▶ Exercise inputs
------------------------------
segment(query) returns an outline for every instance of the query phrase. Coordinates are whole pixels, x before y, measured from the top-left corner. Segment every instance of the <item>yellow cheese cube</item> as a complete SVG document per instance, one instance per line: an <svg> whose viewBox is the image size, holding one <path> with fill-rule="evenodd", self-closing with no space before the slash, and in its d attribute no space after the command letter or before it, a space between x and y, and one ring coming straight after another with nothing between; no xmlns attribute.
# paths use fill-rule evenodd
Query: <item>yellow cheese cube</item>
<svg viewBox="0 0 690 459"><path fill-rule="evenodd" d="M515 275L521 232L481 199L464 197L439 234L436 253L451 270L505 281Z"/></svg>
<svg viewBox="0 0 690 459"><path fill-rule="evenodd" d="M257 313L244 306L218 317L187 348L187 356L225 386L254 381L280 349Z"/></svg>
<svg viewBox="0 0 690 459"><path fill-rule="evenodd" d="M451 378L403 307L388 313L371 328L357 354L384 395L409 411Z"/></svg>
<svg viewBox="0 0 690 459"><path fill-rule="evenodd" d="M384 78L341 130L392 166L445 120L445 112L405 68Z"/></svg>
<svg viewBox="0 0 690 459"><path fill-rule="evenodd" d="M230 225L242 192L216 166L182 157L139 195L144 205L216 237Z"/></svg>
------------------------------
▶ Written request
Reproduce every line of the items above verbatim, changing no character.

▶ Task answer
segment(query) returns an outline for every instance of the query phrase. Coordinates are whole pixels, x before y, measured from the top-left corner. Segment every instance of the <item>yellow cheese cube</item> as a complete SVG document per instance, one instance per line: an <svg> whose viewBox is the image size, holding one <path> with fill-rule="evenodd", self-closing with no space before the slash, and in its d attribute no space after the command letter or before it, a space between x and y, and one ring coming straight after another with nothing between; no xmlns attribute.
# paths use fill-rule evenodd
Query: <item>yellow cheese cube</item>
<svg viewBox="0 0 690 459"><path fill-rule="evenodd" d="M515 275L521 232L481 199L464 197L439 234L436 253L451 270L505 281Z"/></svg>
<svg viewBox="0 0 690 459"><path fill-rule="evenodd" d="M257 313L244 306L218 317L187 348L187 356L225 386L254 381L280 349Z"/></svg>
<svg viewBox="0 0 690 459"><path fill-rule="evenodd" d="M451 378L403 307L388 313L371 328L357 354L384 395L409 411Z"/></svg>
<svg viewBox="0 0 690 459"><path fill-rule="evenodd" d="M384 78L341 130L392 166L445 120L445 112L405 68Z"/></svg>
<svg viewBox="0 0 690 459"><path fill-rule="evenodd" d="M230 225L242 192L216 166L182 157L139 195L144 205L216 237Z"/></svg>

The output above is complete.